Arrange every line of the records below as a numbered list, leaving out any blank lines.

=-=-=

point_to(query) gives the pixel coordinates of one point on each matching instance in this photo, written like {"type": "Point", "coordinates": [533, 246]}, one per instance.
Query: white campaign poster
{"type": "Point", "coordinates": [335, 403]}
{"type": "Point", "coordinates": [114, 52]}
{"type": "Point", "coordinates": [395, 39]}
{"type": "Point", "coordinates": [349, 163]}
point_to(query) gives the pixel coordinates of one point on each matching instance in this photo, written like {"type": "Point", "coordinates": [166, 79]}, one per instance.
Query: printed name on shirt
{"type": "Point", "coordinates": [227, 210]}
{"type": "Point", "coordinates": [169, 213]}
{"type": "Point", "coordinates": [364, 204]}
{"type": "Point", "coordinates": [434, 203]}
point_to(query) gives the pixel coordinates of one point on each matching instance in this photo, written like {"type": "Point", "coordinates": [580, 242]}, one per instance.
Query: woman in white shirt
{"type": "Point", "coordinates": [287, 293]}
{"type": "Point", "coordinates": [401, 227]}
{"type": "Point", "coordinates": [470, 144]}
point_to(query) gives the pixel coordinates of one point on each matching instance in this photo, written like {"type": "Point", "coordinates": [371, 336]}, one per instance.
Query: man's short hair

=-=-=

THE REPLY >>
1. point_to(query) gives the pixel coordinates of one point on each matching instance in this photo, written like {"type": "Point", "coordinates": [533, 246]}, one per instance.
2. Query: white campaign poster
3. {"type": "Point", "coordinates": [335, 403]}
4. {"type": "Point", "coordinates": [114, 52]}
5. {"type": "Point", "coordinates": [395, 39]}
6. {"type": "Point", "coordinates": [349, 163]}
7. point_to(query) gives the pixel coordinates of one point on each matching instance in this photo, written like {"type": "Point", "coordinates": [166, 79]}, one per instance.
8. Query: printed name on shirt
9. {"type": "Point", "coordinates": [227, 210]}
10. {"type": "Point", "coordinates": [169, 213]}
11. {"type": "Point", "coordinates": [364, 204]}
12. {"type": "Point", "coordinates": [434, 203]}
13. point_to(query) gives the pixel coordinates of one point on each matching instance in this photo, written like {"type": "Point", "coordinates": [580, 242]}, one per instance.
14. Query: woman in white shirt
15. {"type": "Point", "coordinates": [287, 293]}
16. {"type": "Point", "coordinates": [401, 227]}
17. {"type": "Point", "coordinates": [470, 144]}
18. point_to(query) gives the pixel coordinates of one point on each matching instance in this photo, written like {"type": "Point", "coordinates": [371, 336]}, one per instance.
19. Query: man's short hair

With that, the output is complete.